== Segment start ==

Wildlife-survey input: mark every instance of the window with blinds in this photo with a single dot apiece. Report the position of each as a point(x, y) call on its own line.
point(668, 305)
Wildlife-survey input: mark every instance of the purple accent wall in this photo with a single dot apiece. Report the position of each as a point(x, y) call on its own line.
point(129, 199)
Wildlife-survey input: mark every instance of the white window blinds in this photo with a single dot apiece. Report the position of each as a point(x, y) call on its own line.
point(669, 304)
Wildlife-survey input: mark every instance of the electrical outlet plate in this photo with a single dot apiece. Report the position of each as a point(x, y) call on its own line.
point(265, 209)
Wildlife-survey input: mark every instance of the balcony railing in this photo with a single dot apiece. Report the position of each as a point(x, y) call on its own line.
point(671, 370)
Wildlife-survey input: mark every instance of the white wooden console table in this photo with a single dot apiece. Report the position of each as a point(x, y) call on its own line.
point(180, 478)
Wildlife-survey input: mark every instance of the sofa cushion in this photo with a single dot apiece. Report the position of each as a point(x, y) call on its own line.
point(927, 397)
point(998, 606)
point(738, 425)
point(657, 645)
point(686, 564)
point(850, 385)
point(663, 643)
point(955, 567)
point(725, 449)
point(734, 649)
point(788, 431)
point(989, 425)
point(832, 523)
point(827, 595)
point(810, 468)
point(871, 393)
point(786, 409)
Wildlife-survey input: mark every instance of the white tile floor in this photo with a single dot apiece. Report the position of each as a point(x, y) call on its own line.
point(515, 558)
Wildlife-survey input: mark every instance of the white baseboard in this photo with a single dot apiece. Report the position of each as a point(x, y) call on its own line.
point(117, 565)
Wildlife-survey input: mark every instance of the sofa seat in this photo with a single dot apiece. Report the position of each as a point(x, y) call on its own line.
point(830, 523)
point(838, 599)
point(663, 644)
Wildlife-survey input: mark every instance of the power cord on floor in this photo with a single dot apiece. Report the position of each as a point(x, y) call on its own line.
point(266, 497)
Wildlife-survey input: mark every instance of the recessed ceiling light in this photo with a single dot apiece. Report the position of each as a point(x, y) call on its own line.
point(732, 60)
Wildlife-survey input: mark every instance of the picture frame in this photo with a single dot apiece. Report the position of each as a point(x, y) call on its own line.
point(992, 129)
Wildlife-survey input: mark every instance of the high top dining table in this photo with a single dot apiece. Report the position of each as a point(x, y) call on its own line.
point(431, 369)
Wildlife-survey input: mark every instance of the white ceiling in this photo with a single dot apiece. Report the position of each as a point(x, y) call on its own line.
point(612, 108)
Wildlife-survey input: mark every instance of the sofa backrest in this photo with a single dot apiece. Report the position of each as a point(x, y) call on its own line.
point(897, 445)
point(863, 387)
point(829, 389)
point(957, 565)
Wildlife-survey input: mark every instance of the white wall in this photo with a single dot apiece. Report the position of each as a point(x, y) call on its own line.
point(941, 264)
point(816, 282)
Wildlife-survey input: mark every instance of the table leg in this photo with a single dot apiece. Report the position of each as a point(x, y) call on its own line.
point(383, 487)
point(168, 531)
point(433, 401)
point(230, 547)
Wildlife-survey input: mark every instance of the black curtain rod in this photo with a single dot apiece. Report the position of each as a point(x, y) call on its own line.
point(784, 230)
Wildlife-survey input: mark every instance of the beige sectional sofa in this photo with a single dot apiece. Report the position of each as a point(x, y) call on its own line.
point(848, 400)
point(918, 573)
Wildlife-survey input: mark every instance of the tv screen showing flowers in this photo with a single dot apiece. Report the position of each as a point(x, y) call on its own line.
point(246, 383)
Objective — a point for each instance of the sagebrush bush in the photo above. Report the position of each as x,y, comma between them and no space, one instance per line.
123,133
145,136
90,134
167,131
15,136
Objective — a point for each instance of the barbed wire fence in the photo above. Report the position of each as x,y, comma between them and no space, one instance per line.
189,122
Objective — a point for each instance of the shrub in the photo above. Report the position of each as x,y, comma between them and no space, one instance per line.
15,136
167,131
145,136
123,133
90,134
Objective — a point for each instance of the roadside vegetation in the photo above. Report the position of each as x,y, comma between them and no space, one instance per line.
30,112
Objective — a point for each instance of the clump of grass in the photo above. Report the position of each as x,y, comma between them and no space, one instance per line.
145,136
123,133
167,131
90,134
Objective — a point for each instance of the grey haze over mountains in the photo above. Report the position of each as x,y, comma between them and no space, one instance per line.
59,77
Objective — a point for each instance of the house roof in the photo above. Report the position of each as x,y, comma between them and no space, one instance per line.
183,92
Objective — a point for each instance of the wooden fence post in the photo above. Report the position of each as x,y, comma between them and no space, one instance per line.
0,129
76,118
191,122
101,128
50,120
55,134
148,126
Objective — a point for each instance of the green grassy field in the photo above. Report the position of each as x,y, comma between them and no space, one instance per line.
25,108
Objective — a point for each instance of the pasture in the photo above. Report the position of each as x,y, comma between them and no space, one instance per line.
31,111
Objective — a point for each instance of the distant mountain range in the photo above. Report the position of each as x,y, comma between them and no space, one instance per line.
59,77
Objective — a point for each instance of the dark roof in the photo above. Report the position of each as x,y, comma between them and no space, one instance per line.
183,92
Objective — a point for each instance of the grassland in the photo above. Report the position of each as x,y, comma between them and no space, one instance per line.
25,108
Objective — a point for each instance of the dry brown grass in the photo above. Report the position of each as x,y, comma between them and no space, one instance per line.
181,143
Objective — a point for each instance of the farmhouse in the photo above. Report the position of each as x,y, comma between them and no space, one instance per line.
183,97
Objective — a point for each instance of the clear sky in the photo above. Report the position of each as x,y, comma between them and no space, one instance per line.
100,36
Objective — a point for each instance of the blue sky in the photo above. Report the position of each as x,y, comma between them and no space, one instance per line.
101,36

== Segment end ==

Work to be completed:
Nothing but the lines from the one that contains "Objective — a point for each instance of the clear" to the end of the listing should be given again, each exactly as it appears.

The answer:
Objective — a point for each instance of the clear sky in the photo above. Report the position of each as x,y, comma between them and no space, one instance per line.
100,36
Objective — a point for each instance of the blue sky in the photo above. Report the position of each as x,y, comma between them and no space, one instance per line.
101,36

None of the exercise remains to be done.